# how much am i looking at spending?



## jessetjames (Mar 24, 2009)

i want a trailer i can haul my horses in to go to local fairs ect doesn't need to be fancy. i wouldn't mind a trailer that needs new paint cleaning ect. i just dont really want to spend more then a grand and im wondering if its possible?


----------



## Angel_Leaguer (Jun 13, 2008)

Is it possible? Yes....but is it practical? probably not. Once you start looking at trailers under the 1 grand mark you are starting to see bad structure, flooring issues, along with the wiring, tires, and rusting. There are deals out there though and some people might be looking to sell to get some quick cash but for the low end of things I would look to spend $1500 - $2500 on a older but usable trailer. 

If it is a wood floor those aren't too hard to replace and either is the wiring... but once you get into rusting through that gets spendy. I had a 15 year-old stock trailer that was starting to rust and I looked into have it sand blasted and painted but it was going to cost a little less then what the trailer was overall worth. While I know that cost is a concern dont only go for that... make sure you horse/horses will be safe everytime you take them for a ride. Good luck in your search!!!

I would recommend looking at Horse Trailer World- Used trailers for sale, New trailers for sale, trailer classified ads, trailer manufacturer news and more.


----------



## iridehorses (Oct 22, 2007)

It takes a lot of looking but it is very possible. Just as there are a lot of owners that are selling their horses, many of them are selling their gear as well.

The most important things to look for are structural (frame, axles, flooring) and tires. Many trailer owners try to save money by mounting passenger tires. Passenger tires can not safely carry the load so avoid them unless you figure the cost into the purchase price.

Last summer I was able to buy several trailers that I did some cosmetic work to and resold. I was able to get some nice ones under a thousand. I got one aluminum trailer with nearly new tires, a solid floor, WB size (7'6" height) that needed a whole rewiring, 2 axle bearings, and fresh paint on the inside. I paid $1250 for it, put ~$150 into it and sold it 3 weeks latter for $2,500 with a waiting list of buyers.

The problem you may have is that it is the time of year that everyone is looking but there are bargains out there - look in the daily papers, Craigs List, Penny Savers, and auctions.

Good luck!


----------



## Angel_Leaguer (Jun 13, 2008)

Iride makes a great point about the passenger tires... When I had my stock it was a little over $125 a tire to get weight bearing type tires (cant think of the name but meant for trailers), but spending the money is better then having a major blowout going 60 mph!!!


----------



## mls (Nov 28, 2006)

Painting a trailer (doing a good job) is more $ and time than it would seem.

For tires, you can go to a junk yard or tire shop and get used.


----------



## jessetjames (Mar 24, 2009)

alright thanks for all the help. i may be uping my price range. all depends how much i have at the end of summer LOL.i first need to buy a truck then trailer so well have to see how much i got lol. mabey the trailer will be next year.


----------

> **Source excerpt**:
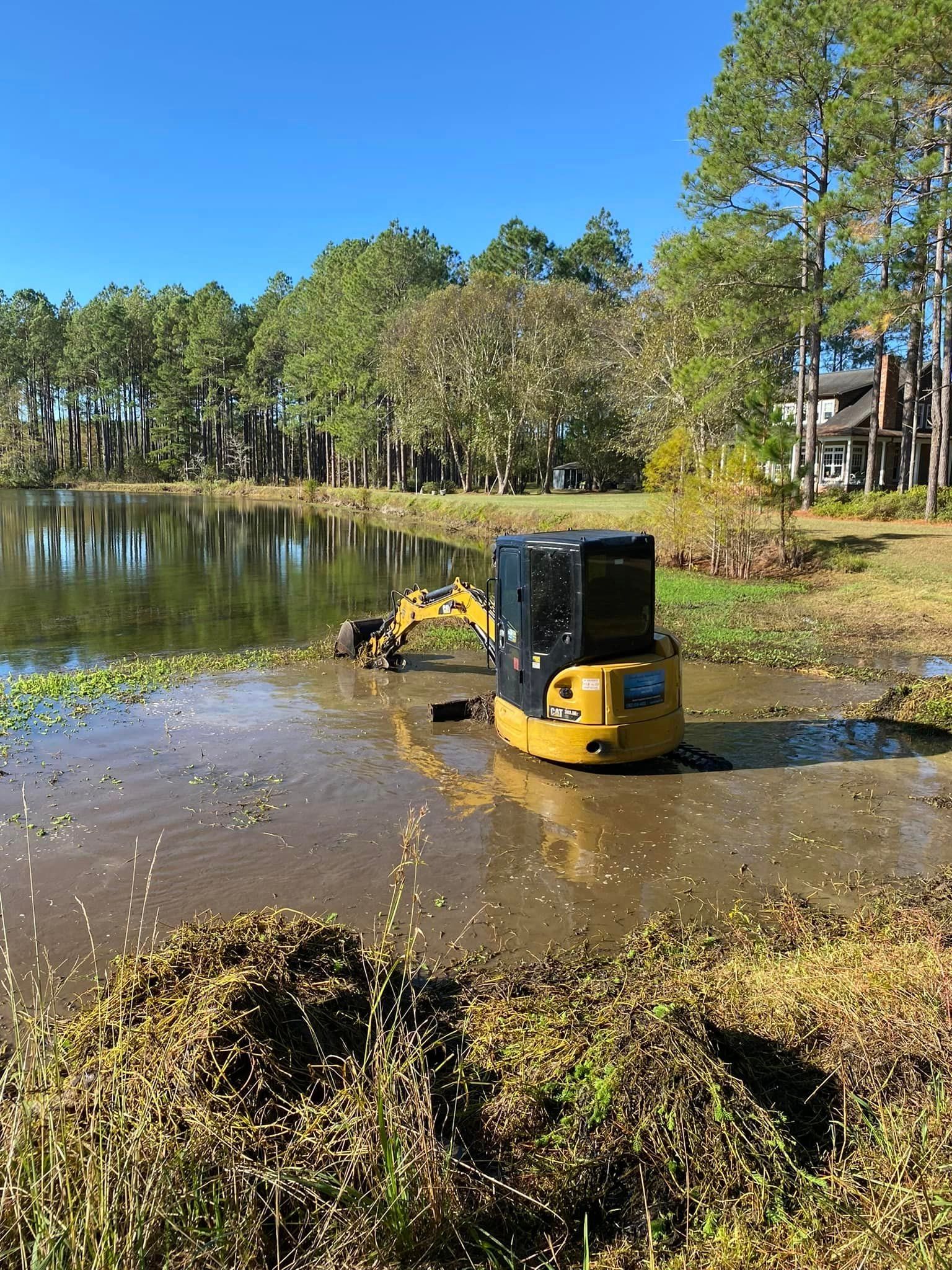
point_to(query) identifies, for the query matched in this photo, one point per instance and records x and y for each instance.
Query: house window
(833, 461)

> **Your instructions**: Could you revise the horse trailer thread from "If it is a wood" to "news and more.", swapping "sand blasted" for "powder coated"?

> **Worked answer**:
If it is a wood floor those aren't too hard to replace and either is the wiring... but once you get into rusting through that gets spendy. I had a 15 year-old stock trailer that was starting to rust and I looked into have it powder coated and painted but it was going to cost a little less then what the trailer was overall worth. While I know that cost is a concern dont only go for that... make sure you horse/horses will be safe everytime you take them for a ride. Good luck in your search!!!

I would recommend looking at Horse Trailer World- Used trailers for sale, New trailers for sale, trailer classified ads, trailer manufacturer news and more.